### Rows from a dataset

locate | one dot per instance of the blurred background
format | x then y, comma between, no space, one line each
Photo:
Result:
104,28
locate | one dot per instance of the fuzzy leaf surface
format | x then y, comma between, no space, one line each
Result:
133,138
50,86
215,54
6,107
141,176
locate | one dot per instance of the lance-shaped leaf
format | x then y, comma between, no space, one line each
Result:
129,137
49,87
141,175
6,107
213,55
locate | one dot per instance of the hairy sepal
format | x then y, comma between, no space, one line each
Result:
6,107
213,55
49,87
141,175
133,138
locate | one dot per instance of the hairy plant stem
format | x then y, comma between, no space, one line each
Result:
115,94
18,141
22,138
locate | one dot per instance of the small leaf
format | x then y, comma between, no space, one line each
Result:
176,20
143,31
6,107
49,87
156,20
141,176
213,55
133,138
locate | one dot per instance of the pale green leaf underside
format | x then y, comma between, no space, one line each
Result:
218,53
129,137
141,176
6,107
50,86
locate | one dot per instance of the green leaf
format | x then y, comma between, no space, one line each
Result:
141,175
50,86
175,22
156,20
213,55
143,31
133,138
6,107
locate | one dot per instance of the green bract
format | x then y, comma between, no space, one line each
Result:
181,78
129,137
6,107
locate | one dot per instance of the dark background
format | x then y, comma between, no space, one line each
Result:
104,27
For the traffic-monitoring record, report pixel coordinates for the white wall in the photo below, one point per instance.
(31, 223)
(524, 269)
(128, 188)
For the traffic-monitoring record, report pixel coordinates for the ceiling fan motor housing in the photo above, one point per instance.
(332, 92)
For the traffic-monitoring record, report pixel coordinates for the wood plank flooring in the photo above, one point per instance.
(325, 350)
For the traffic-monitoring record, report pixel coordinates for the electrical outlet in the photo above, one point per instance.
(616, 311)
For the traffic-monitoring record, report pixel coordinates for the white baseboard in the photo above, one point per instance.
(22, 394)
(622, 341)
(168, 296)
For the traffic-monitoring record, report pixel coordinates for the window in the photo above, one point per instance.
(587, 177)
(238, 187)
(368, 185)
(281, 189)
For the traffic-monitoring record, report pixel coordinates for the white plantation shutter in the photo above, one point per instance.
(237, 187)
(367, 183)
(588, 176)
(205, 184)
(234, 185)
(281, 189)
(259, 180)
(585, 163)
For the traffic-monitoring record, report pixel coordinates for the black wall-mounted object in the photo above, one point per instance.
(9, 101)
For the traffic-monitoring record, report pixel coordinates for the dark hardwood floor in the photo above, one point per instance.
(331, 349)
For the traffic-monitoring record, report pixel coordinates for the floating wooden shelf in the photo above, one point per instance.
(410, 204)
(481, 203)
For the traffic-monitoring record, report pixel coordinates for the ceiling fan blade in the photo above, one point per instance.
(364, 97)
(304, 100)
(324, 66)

### EXERCISE REQUIREMENTS
Copy all of the entries above line for line, changing nothing.

### PROBLEM SOLUTION
locate | one dot per instance of the blurred background
format | x then y, comma between, no space, one line each
Photo:
Result:
104,28
locate | one dot per instance of the fuzzy leaf surface
format | x then y, comma between, no space, one line each
Result:
133,138
50,86
215,54
6,107
141,176
locate | one dot per instance of the lance-shaped leaf
format | x then y, comma between, no space, one line each
Result:
129,137
49,87
141,175
6,107
213,55
locate | one dot per instance of the hairy sepal
format | x then y, comma between, no space, one line each
Result:
6,107
213,55
49,87
141,175
133,138
locate | one dot per instance of the hairy plant stem
format | x then y, comma between, no space, one line each
Result:
115,94
18,141
22,138
locate | one dot per instance of the small leaf
format | x then y, comma between, no space, one line each
Result:
176,20
143,31
6,107
49,87
156,20
141,176
213,55
133,138
locate | one dot per instance of the pale green leaf underside
format | x then y, comma between, no space, one line each
Result:
218,53
129,137
141,176
6,107
50,86
locate | one dot per instance of the green leaf
format | x then y, comma between, no space, one line each
Result:
141,175
50,86
175,22
156,20
213,55
143,31
133,138
6,107
locate | one dot per instance of the green bract
format | x then y, comma between, no space, one line each
Result:
181,78
129,137
6,107
locate | one dot per instance of the dark background
format | x then y, comma between, no space, one line each
Result:
104,27
For the traffic-monitoring record, report pixel coordinates for the white wall in the photo below, one point per instance.
(31, 223)
(524, 269)
(128, 188)
For the traffic-monitoring record, report pixel coordinates for the ceiling fan motor housing in the photo above, one point per instance.
(332, 92)
For the traffic-monitoring record, report pixel coordinates for the wood plank flooring in the photo above, one point per instance.
(325, 350)
For the traffic-monitoring record, report pixel coordinates for the electrical outlet in the photo above, one point per instance.
(616, 311)
For the traffic-monitoring record, report pixel coordinates for the white baseboard in the photo above, one point per instance.
(22, 394)
(622, 341)
(168, 296)
For the traffic-monitoring record, report pixel coordinates for the window in the photo above, one point per instance.
(587, 177)
(238, 187)
(368, 185)
(281, 189)
For the traffic-monitoring record, report pixel coordinates for the white plantation shutter in the photo above, one point per instance.
(237, 187)
(367, 183)
(588, 176)
(205, 184)
(234, 185)
(281, 189)
(259, 180)
(585, 163)
For the traffic-monitoring record, report pixel coordinates for the black wall-mounted object in the photo above, one point per instance.
(9, 101)
For the traffic-monitoring record, report pixel coordinates for the dark hardwood floor in the photo above, one point per instance.
(331, 349)
For the traffic-monitoring record, report pixel coordinates for the floating wooden shelf in the photo above, one point per instance.
(410, 204)
(481, 203)
For the traffic-monitoring record, report pixel coordinates for the ceiling fan blade in the photo above, one point per instance.
(364, 97)
(304, 100)
(324, 66)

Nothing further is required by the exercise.